■ **STATED TASK**
Duplicate the stretch of lines from the one containing "In the photograph above, where can the flower" through the one containing "In the photograph above, where can the dirt", keeping both ends and nothing else.

■ **PROVIDED MATERIAL**

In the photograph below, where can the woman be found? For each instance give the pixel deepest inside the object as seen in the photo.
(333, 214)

---

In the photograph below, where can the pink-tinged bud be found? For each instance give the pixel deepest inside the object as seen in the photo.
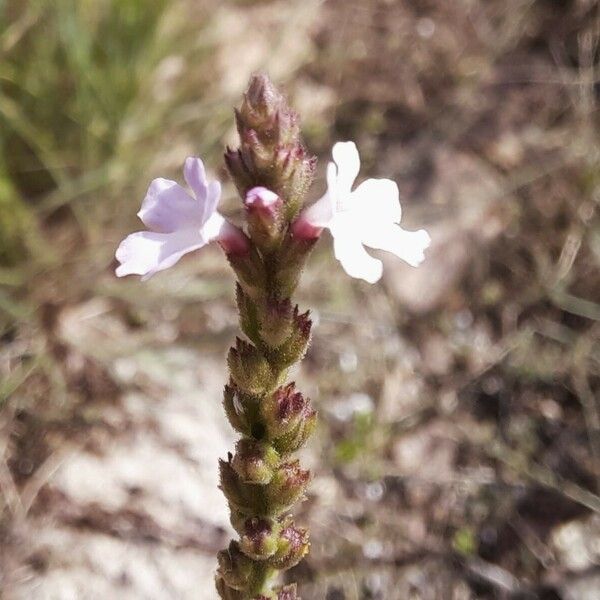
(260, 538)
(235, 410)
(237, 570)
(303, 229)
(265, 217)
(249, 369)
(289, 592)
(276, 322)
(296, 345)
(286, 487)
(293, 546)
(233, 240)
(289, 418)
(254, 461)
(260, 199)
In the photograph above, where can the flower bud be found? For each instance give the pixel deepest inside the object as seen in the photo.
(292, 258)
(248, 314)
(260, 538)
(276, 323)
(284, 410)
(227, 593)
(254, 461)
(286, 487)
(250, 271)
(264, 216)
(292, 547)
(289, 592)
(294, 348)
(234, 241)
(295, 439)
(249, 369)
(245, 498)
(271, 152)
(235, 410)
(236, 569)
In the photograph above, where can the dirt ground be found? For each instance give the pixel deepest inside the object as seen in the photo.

==

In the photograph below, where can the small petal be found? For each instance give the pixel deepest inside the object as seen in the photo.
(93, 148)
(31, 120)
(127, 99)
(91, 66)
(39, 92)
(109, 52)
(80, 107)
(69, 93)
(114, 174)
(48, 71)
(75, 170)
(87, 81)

■ **EXPECTED ANSWER**
In the photograph above, where can the flower bud be found? For each instance give the pixel deepest inside the object as seen in the photo.
(292, 258)
(248, 314)
(260, 538)
(276, 323)
(284, 410)
(227, 593)
(254, 461)
(286, 487)
(250, 271)
(264, 216)
(292, 547)
(289, 592)
(294, 348)
(234, 241)
(295, 439)
(249, 369)
(245, 498)
(271, 152)
(235, 410)
(236, 569)
In the photograph above, where can the dirt ground be found? For each instance give the pixel deepest inside the object as seen in the photo.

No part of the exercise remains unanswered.